» READING TEXT
★ ★ ★ ★

The Expensive Delicacy That Was Once Served To Prisoners

When envisioning a luxurious evening fit for royalty, a lavish feast is essential. Amongst the most extravagant foods are caviar, truffles, oysters, foie grois, and of course, the infamous lobster. The elegant fare that is now associated with high class and big dollar signs was once referred to as the "cockroach of the sea," says Business Insider. Before lobster became unattainable for the average household, you couldn't pay people to eat them.

There was once such a surplus of lobsters that they coated the beaches of Massachusetts Bay Colony, quickly becoming a universally avoided food. Native Americans and colonists used the seafood as food for crops and fish, but not themselves if they could help it. The abundance of crustaceans led to a budget-friendly cost that earned them a new nickname from the colonial era onward — the "poor man's protein." Lobster was essentially considered slop — only fit for prisoners until east coast restaurants began serving it in the 1880s, according to History.

Lobster, the fish bait turned delicacy

Unlike other common foods, lobster wasn't rationed during World War II because it had become a delicacy. This is what really pushed lobster from pricey to extravagant (per History). With the affluent population devouring lobster at outlandish costs, the crustacean became synonymous with luxury. Today, inland lobster lovers still have to pinch pennies for a nibble of the shellfish, and even those living in lobster fishing epicenters won't come across a bargain lobster roll. In Maine, where fishermen catch over 96 million pounds of lobster on an off-year, it's tough to find live lobster for a single-digit price per pound, says ABC News.

It's mind-boggling that a crustacean once used as fish bait is now the winning catch, but lobster isn't the only seafood that's rebranded over the years. Oysters, the stars of most high-end raw bars, were once dished out of carts on the streets of New York City. New York Public Library shares that oysters were abundant just like lobsters, so the cost stayed low until the growing city's pollution sadly made them inedible. The Big Apple's restaurant scene still serves both oysters and lobster, just not locally sourced and certainly not cheap.

★ ★ ★ ★

» EXERCISES
a – Write out the stretch of the lobster article from "It's mind-boggling that" through "certainly not cheap.".
b – Translate this sentence from the lobster article into Spanish: "Oysters, the stars of most high-end raw bars, were once dished out of carts on the streets of New York City."
The data that comes next is separate material, unrelated to the lobster article.

» GIVEN INFORMATION
★ ★ ★ ★

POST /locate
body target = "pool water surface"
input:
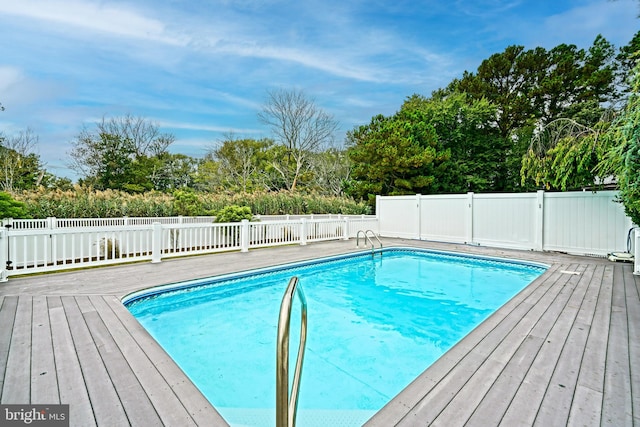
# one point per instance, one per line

★ ★ ★ ★

» RESPONSES BY TASK
a –
It's mind-boggling that a crustacean once used as fish bait is now the winning catch, but lobster isn't the only seafood that's rebranded over the years. Oysters, the stars of most high-end raw bars, were once dished out of carts on the streets of New York City. New York Public Library shares that oysters were abundant just like lobsters, so the cost stayed low until the growing city's pollution sadly made them inedible. The Big Apple's restaurant scene still serves both oysters and lobster, just not locally sourced and certainly not cheap.

b – Las ostras, las estrellas de la mayoría de las barras de crudos de alta gama, alguna vez se servían desde carritos en las calles de la ciudad de Nueva York.